> **DATA SHOWN**:
----------
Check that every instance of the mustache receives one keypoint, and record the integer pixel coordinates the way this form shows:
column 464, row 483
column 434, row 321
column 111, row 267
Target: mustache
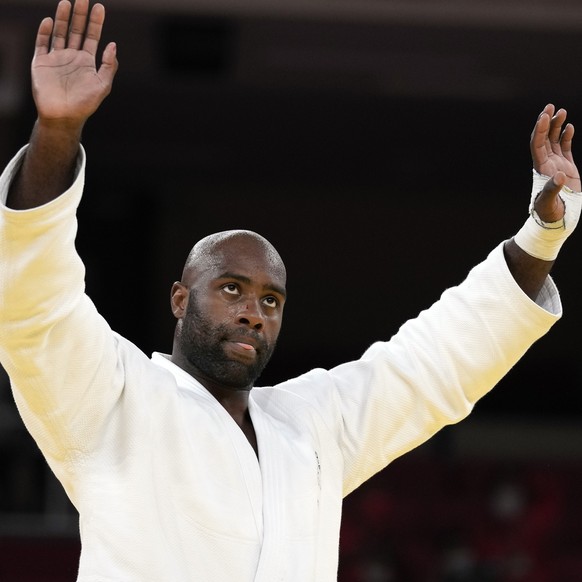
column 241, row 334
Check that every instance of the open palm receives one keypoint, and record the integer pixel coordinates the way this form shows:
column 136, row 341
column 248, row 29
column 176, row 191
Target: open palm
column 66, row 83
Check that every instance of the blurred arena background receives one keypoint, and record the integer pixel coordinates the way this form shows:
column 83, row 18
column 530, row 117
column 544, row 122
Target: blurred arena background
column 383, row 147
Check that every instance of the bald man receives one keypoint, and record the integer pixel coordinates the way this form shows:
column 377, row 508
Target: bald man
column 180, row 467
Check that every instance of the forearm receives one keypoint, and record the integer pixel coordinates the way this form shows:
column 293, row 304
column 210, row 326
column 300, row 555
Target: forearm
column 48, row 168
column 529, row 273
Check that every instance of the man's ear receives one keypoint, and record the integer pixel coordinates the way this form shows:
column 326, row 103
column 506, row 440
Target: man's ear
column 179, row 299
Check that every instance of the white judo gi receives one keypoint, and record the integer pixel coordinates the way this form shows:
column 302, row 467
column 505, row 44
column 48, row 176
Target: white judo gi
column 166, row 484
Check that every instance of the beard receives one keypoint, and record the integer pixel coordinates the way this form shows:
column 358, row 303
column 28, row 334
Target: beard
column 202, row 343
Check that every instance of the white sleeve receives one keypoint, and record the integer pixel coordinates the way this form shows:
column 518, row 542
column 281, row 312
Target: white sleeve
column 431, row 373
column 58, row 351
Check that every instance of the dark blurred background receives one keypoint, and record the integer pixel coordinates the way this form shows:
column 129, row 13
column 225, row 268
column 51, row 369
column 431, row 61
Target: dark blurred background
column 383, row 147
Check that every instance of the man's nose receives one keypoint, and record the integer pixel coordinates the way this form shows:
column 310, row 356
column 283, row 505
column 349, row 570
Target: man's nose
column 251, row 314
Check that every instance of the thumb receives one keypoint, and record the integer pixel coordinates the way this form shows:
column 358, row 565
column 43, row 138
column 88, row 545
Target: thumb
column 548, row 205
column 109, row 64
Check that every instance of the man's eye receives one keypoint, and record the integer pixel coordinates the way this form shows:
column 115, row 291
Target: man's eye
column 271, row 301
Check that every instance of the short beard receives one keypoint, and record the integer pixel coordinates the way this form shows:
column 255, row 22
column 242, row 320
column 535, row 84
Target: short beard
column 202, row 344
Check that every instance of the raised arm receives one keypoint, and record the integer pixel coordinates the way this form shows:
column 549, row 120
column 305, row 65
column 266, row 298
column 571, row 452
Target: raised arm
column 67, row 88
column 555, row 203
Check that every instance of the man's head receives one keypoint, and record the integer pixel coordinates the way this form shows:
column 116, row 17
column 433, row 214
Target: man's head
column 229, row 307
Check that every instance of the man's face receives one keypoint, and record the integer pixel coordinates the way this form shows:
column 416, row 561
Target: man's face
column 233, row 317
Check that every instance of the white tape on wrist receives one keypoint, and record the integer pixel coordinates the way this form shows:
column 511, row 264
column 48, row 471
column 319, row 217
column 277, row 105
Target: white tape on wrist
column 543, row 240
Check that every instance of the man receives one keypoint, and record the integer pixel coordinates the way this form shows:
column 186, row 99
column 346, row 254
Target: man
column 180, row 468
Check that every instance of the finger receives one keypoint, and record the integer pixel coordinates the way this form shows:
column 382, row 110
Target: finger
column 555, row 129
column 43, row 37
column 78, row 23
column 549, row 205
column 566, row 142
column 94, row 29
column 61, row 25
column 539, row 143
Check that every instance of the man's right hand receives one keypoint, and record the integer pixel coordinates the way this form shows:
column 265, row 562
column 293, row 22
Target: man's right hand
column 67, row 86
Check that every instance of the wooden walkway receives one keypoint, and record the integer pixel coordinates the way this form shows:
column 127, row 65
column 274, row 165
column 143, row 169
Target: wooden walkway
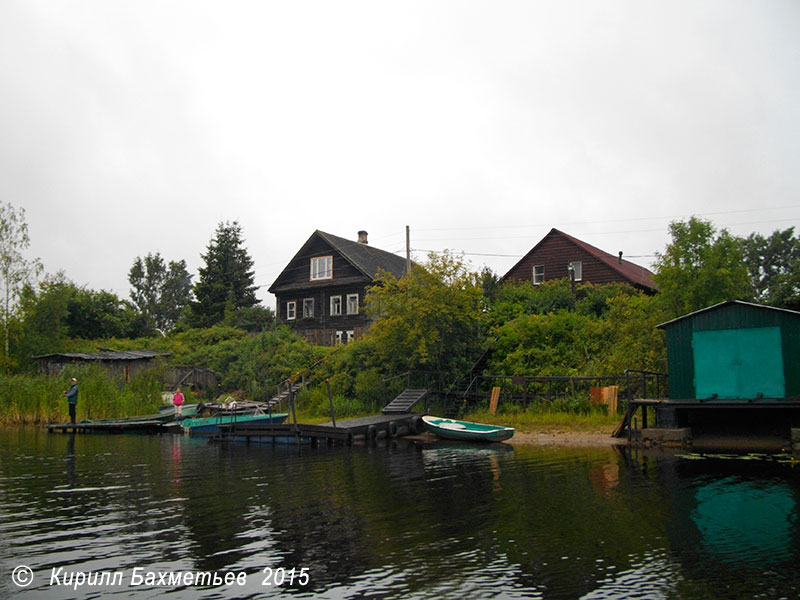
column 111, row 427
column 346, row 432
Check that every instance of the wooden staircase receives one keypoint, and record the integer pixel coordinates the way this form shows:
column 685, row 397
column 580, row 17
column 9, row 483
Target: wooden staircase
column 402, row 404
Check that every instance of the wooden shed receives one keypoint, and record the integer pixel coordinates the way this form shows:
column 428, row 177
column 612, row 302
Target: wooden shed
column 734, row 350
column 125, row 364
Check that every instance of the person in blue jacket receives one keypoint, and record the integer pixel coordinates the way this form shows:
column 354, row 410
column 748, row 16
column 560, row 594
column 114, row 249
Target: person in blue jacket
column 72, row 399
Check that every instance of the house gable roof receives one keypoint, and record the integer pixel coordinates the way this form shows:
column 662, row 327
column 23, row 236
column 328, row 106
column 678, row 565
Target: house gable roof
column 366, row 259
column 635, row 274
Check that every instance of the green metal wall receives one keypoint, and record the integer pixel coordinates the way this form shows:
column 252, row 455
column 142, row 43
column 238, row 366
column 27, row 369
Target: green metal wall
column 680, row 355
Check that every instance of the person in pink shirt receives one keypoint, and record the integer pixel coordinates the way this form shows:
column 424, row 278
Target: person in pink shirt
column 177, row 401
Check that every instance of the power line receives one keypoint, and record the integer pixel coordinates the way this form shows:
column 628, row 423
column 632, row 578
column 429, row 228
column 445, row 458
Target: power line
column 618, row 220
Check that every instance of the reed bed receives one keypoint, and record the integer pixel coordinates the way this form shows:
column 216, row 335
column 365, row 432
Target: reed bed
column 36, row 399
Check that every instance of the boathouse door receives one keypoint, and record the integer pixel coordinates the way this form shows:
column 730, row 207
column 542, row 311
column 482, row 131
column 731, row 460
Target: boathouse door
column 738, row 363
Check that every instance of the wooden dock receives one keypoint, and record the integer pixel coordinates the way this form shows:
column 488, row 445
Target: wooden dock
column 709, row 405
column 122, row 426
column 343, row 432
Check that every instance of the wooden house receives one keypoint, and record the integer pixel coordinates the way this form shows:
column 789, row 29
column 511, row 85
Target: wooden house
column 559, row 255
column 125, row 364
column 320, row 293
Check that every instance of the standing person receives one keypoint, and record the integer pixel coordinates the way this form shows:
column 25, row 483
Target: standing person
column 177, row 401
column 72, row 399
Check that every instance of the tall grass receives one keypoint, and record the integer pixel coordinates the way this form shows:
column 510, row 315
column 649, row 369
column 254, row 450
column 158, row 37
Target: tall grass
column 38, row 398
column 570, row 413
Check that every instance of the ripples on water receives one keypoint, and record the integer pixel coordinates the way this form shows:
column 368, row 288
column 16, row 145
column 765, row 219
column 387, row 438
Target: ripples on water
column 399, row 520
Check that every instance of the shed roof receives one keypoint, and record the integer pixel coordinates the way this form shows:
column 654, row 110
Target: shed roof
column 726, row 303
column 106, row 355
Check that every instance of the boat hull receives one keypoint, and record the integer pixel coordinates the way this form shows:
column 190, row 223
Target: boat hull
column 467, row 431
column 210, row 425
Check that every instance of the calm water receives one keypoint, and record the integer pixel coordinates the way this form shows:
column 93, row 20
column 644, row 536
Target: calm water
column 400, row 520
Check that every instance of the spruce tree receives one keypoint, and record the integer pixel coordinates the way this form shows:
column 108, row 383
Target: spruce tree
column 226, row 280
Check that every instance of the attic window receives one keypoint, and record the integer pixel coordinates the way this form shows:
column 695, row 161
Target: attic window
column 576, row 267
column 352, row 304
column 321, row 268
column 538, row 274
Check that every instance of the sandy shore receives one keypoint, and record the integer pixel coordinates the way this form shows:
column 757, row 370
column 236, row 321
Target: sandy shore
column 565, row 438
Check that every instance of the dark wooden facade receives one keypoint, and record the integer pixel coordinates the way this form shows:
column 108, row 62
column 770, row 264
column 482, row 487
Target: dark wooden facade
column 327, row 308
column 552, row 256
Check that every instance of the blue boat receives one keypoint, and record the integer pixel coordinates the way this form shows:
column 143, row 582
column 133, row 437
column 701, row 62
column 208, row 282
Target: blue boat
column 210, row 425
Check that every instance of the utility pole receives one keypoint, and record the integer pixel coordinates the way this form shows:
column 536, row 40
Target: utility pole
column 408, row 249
----------
> **STATED TASK**: Please copy, word for word, everything in the records above from the line containing "Check that every instance of the dark blurred" down to the line containing "column 271, row 301", including both of those lines.

> **WORKED ANSWER**:
Check that every instance of the dark blurred background receives one keypoint, and record the integer pixel coordinates the way this form shows:
column 129, row 13
column 225, row 268
column 51, row 369
column 431, row 61
Target: dark blurred background
column 383, row 147
Check that every instance of the man's nose receives one keypoint, and record the integer pixel coordinates the way this form shows:
column 310, row 356
column 283, row 505
column 349, row 570
Target: man's nose
column 251, row 314
Check that every instance of the thumb receives one keypoint, and record the integer pixel coordinates the way this form shows:
column 358, row 565
column 43, row 138
column 88, row 545
Target: thumb
column 548, row 205
column 109, row 64
Check that every instance of the man's eye receives one keypoint, and record the integer pixel coordinates the way this form shows:
column 115, row 291
Target: man's eye
column 271, row 301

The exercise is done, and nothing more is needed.